[Image object location entries]
——

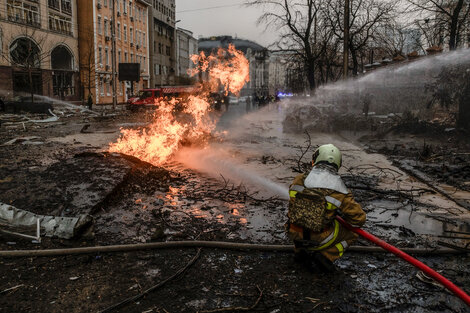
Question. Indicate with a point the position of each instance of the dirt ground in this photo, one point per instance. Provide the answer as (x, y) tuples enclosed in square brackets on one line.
[(198, 195)]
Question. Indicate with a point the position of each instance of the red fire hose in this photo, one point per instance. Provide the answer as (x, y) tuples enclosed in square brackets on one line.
[(426, 269)]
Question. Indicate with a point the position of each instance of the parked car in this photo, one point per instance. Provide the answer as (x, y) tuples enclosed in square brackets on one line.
[(152, 97)]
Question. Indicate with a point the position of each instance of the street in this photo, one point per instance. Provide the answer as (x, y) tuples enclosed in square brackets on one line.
[(231, 190)]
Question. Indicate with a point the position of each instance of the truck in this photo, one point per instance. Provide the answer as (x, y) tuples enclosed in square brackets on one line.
[(148, 98)]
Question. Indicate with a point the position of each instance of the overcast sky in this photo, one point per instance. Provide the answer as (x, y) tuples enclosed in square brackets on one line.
[(222, 17)]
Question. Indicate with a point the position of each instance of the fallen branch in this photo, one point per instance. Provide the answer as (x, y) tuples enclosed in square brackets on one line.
[(10, 289), (238, 308), (134, 298)]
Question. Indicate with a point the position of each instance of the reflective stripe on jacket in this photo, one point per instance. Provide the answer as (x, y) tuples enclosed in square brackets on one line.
[(351, 212)]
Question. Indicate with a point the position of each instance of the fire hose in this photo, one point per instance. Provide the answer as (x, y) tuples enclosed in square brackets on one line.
[(423, 267), (258, 247)]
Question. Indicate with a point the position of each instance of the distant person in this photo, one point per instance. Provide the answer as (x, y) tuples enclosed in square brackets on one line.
[(315, 199), (366, 104)]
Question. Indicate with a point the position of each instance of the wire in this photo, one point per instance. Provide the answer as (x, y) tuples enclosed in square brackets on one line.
[(210, 8)]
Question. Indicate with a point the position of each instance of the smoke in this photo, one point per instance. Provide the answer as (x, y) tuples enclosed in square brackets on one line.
[(394, 88)]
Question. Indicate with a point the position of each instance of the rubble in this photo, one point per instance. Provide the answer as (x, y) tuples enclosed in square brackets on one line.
[(133, 202), (51, 226)]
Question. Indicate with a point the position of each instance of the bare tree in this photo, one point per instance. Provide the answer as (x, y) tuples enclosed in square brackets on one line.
[(448, 17), (366, 16), (392, 38), (298, 22), (452, 87)]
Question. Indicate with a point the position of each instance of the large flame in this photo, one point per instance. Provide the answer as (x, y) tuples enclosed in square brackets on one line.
[(178, 121)]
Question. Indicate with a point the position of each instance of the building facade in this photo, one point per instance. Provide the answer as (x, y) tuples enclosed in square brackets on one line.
[(39, 48), (95, 21), (186, 46), (162, 41)]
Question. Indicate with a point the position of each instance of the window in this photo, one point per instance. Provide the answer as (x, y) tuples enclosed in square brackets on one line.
[(21, 12), (61, 24), (100, 55), (54, 4), (105, 26), (67, 6), (98, 25), (106, 55)]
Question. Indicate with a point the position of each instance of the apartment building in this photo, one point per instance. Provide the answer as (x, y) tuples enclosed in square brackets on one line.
[(96, 49), (39, 48), (186, 46), (163, 44)]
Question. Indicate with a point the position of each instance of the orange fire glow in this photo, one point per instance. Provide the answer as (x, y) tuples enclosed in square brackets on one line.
[(186, 120)]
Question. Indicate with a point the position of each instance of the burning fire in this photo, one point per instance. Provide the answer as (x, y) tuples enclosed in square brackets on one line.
[(179, 121)]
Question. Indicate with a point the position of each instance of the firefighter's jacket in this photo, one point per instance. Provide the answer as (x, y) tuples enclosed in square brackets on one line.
[(339, 199)]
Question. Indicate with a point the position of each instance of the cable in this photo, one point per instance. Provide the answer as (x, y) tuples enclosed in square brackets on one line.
[(199, 244), (210, 8), (399, 253)]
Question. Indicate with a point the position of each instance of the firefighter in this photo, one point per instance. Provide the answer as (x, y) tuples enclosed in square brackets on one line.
[(315, 199)]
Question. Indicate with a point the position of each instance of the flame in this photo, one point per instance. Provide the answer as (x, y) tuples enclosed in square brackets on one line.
[(229, 67), (173, 127)]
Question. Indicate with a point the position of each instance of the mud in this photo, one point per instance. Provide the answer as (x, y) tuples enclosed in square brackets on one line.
[(133, 201)]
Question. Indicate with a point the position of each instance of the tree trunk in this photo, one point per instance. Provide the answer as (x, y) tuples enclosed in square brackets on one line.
[(310, 66), (454, 25), (31, 87), (355, 61), (463, 120)]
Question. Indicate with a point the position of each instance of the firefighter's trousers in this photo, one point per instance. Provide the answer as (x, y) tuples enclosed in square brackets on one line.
[(331, 242)]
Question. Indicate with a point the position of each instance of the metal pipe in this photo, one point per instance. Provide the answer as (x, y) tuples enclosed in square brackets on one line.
[(426, 269)]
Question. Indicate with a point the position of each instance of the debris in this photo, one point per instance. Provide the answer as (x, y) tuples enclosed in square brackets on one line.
[(53, 118), (428, 280), (62, 227), (238, 308), (181, 271), (6, 180), (11, 288), (20, 140)]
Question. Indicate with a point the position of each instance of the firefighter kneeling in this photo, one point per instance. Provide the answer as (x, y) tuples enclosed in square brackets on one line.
[(315, 199)]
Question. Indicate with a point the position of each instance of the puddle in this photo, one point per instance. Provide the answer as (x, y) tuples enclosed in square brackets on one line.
[(393, 214)]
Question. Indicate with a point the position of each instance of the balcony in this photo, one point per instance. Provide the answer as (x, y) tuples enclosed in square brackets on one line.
[(66, 7), (54, 4), (20, 20)]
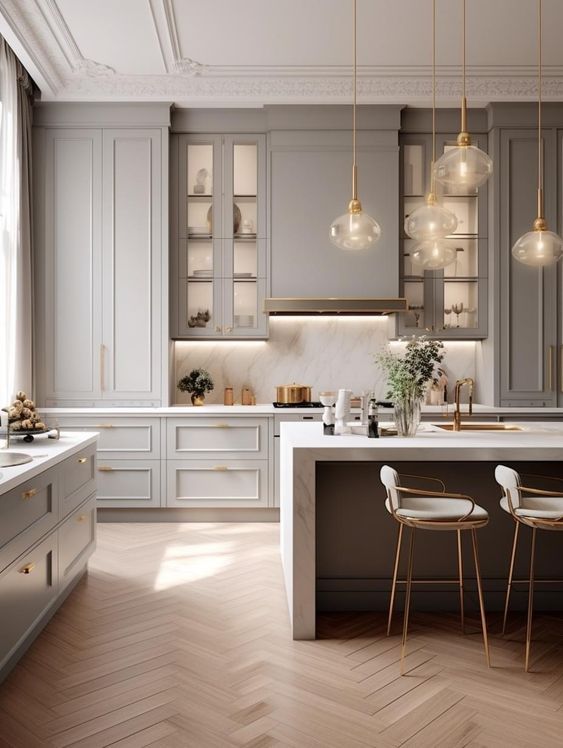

——

Please quote all of the data above word for word, leaving the pictures out of your answer.

(Result):
Question. Indicate with a point the position of each instance of the dirt ground in this photo, one point per instance. Provide the answer as (x, y) tuples enclosed in square brackets on one line.
[(198, 195)]
Question. Indicate with a point the position of each instance of the red fire hose in this photo, one point per instance. Provide the answer as (x, y) tuples enclosed in square brackets on one line.
[(426, 269)]
Question. Indicate with a point the position of each instance of the parked car in this photo, one point per instance. Provide the answer as (x, y) tuples enclosed in square brackets on one line.
[(152, 97)]
Question. Indicate with a point the position of each instance of the street in this photo, one point per instance. Provide the answer as (x, y) tuples enclosed in square brackets on one line.
[(231, 190)]
Question. Indicate with a point the position of each instance of the truck in this photo, one point per instance. Provide the answer as (x, y) tuples enclosed in square brackets on one line.
[(148, 98)]
Question. Indicate with a point the position of each instance of the overcast sky in this photo, one point per instance. Provide the answer as (x, y) tuples enclosed in square brackets on one line.
[(222, 17)]
Question. Indicate with a point the position of each instance of the fallen branch in this photo, one point per instance. Provide the answer as (x, y) tuples enclosed in square brackets on one line.
[(10, 289), (238, 308), (134, 298)]
Question. Indicate with a point the position of each instance of the reflective stripe on jacket in this photo, one point per instance. Provide the answer as (x, y) tuples enclosed in square brackets on one line.
[(351, 212)]
Question. Indicate with a point the position of each instance of the fire hose in this photo, one point per instance. Provide the answer as (x, y) tuples enclosed in square brackets on one line.
[(423, 267), (258, 247)]
Question. Indicate with a point the position of each instance of the distant person in this photo, one point per instance. Provide the answer as (x, y) tuples enclosed in square brackets on one line.
[(315, 199), (366, 104)]
Question. Indicate with a point the position of each instance of the wire in this photo, one point per instance. Provide the answer as (x, y) tuples enclosed in square brackets on one line.
[(210, 8)]
Question. Indicate with a point the position of each instance of the smoke in this photo, one point per instance. Provide the answer as (x, y) tuples enclosed in square brackets on one line.
[(394, 88)]
Question. Indicate with a point the position of each instance of the rubble in this photo, one point per instance. Provide the answer as (x, y) tuples enclosed in square brackets on one line.
[(133, 202), (51, 226)]
Question. Indicate with a point the position of each instance of the bare tree in this photo, one point per instance. Provide the answer as (x, y) tuples enclosed in square brackets on one line.
[(448, 17), (366, 16), (392, 38), (298, 22), (452, 87)]
Question. Indicate with a point the position of each instance of the large flame in this photo, one point per instance. Provide the answer as (x, y) tuples enclosed in square brackets on one line.
[(178, 121)]
Question. Indicate with a point the position of each instance of the building facade in this photo, one point per instance. Provide the answer as (x, y) tuples enclosed in square brackets on one line.
[(39, 48), (95, 21), (186, 46), (162, 41)]
Question. Indicate with a point the position of each instance of the window in this photo, one point per instance. Provide the answer as (x, y) tuples enclosed in square brackets on one line.
[(21, 12), (61, 24), (100, 55), (54, 4), (105, 26), (67, 6), (98, 25), (106, 55)]
Question. Indicate with a point the position of each instance of the apartment building in this photo, one point per instance. Provide the answer as (x, y) tuples enclosed in square brackets on one line.
[(96, 49), (39, 48), (186, 46), (163, 44)]
Question. Indicate with a point the position of each instance of the orange fire glow in this photo, one point per instance. Provide the answer as (x, y) tuples enclosed in square brackets on one line.
[(186, 120)]
Question. Indicate with a point the position of each instance of the burning fire in this photo, one point per instance. Provide the answer as (x, y) tuples enclosed in square brackets on one line.
[(179, 121)]
Question. Indicate with a point the position of each instance of the firefighter's jacket in this photo, one point per instance. Provide the answer as (x, y) tuples enclosed in square brackets on one line.
[(339, 199)]
Question. Indicate with a point the position of each instance of the cable in this photo, one point per instance. Provide the answer as (x, y) tuples enclosed in square brackets on one line.
[(199, 244), (210, 8), (399, 253)]
Question. Indicate with a point the position of each instance of the firefighter in this photo, one point per instance. Provide the answer as (x, y) tuples enclosed in square brackets on one line.
[(315, 199)]
Question. Indicate with a point the position of each instance of the flame in this photo, one point per instance. Provide the answer as (x, y) tuples enclosed in square brackets on one line.
[(229, 67), (173, 127)]
Question. Indicate with a point the position of each instance of the mud in this photo, one point per instance. Provide the answer as (x, y) tuples enclosed in square brackets on one line.
[(133, 201)]
Question. Indicate with a point the position of each instance of the tree trunk in this photo, one point per instance. Provide the answer as (x, y) tuples enclosed in square brackets on one line.
[(310, 66), (454, 25), (31, 87), (355, 61), (463, 120)]
Question. Indicate with a point the position of each instance of the firefighter's trousers in this photo, one point per instance. Provide the answer as (x, y) tuples enclosed in square brackets on one line.
[(331, 242)]
Question. Indicate with a point the position of each instance of the metal pipe in this photo, one point per instance. Provide the answer as (x, y) tuples enclosed in square brackets on one line.
[(426, 269)]
Question. Indicate with a point the position of each instance of the debris in this photo, one point per instance. Provide the answer as (x, y) tuples enclosed in square brackets on one line.
[(53, 118), (428, 280), (62, 227), (238, 308), (181, 271), (6, 180), (11, 288), (20, 140)]
Question. Indicate with a point the position of each instance of the firefighter kneeling in this photo, one point per instance. Provide the answer as (x, y) tuples enclosed in square brackets on one line.
[(315, 199)]
Question. Indicate with a point the position of each instance of the puddle in this photo, one point per instance. Provide the answer as (x, y) tuples enclosed in square brackets on one line.
[(393, 214)]
Question. Indicate with a point the position of each instance of the balcony in this photo, one point per instance. Provide the answer as (x, y) tuples enclosed in square brackets on one line.
[(66, 7), (54, 4), (20, 20)]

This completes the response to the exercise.